→ DATA FOR ANALYSIS

==================================================

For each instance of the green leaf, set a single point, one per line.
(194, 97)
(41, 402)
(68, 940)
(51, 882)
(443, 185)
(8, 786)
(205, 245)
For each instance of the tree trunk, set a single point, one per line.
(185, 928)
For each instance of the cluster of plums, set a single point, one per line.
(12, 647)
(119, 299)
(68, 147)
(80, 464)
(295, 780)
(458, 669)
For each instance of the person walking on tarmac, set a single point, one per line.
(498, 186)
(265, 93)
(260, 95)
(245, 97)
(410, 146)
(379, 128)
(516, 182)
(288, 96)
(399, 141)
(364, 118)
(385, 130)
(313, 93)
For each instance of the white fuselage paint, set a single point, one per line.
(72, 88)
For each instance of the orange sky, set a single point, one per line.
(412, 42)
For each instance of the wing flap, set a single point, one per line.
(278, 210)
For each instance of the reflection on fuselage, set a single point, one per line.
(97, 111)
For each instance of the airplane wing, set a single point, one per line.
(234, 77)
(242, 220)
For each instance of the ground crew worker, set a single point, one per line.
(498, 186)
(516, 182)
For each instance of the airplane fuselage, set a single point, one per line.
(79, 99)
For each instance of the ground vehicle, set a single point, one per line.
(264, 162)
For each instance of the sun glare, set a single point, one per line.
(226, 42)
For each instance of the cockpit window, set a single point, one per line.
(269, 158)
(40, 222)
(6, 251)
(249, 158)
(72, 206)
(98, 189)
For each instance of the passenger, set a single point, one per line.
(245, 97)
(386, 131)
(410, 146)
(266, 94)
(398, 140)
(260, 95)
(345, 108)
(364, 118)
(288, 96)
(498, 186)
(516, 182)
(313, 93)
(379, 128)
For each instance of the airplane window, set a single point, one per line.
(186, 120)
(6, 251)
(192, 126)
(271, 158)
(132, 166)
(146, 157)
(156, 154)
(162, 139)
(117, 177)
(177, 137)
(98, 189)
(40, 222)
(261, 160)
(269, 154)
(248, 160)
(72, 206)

==================================================

→ PROBLEM DESCRIPTION
The line with "For each instance of the white" and all lines after it through the end of the data above: write these out exactly and add nothing.

→ OUTPUT BELOW
For each instance of the white fuselage paint, set a single point, one per line.
(72, 88)
For each instance of the orange sky, set a single point, one per line.
(412, 42)
For each instance of the wing flap, set a single point, one per line.
(278, 210)
For each instance of the reflection on fuselage, set a single point, one per line.
(97, 111)
For each instance of the airplane wing, set a single point, one per line.
(234, 77)
(242, 220)
For each instance of the ground crew worker, set a single point, one per line.
(498, 186)
(516, 182)
For each instance of the airplane fuselage, set a single point, one per line.
(79, 99)
For each instance of the ground vehicle, set a single point, one per line.
(264, 162)
For each instance of the sun glare, set a single point, one per line.
(226, 42)
For each instance of the cockpit window, set a single point, one per line.
(269, 158)
(40, 222)
(6, 251)
(249, 158)
(72, 206)
(98, 189)
For each instance of the passenger, set a single point, one per line.
(245, 97)
(386, 131)
(410, 146)
(266, 94)
(398, 140)
(260, 95)
(345, 108)
(364, 118)
(288, 96)
(498, 186)
(516, 182)
(313, 93)
(379, 128)
For each instance of the airplane window, set a single point, one per line.
(186, 120)
(6, 251)
(192, 126)
(271, 158)
(132, 166)
(146, 157)
(156, 154)
(162, 139)
(117, 177)
(177, 137)
(98, 189)
(40, 222)
(261, 160)
(269, 154)
(248, 160)
(72, 206)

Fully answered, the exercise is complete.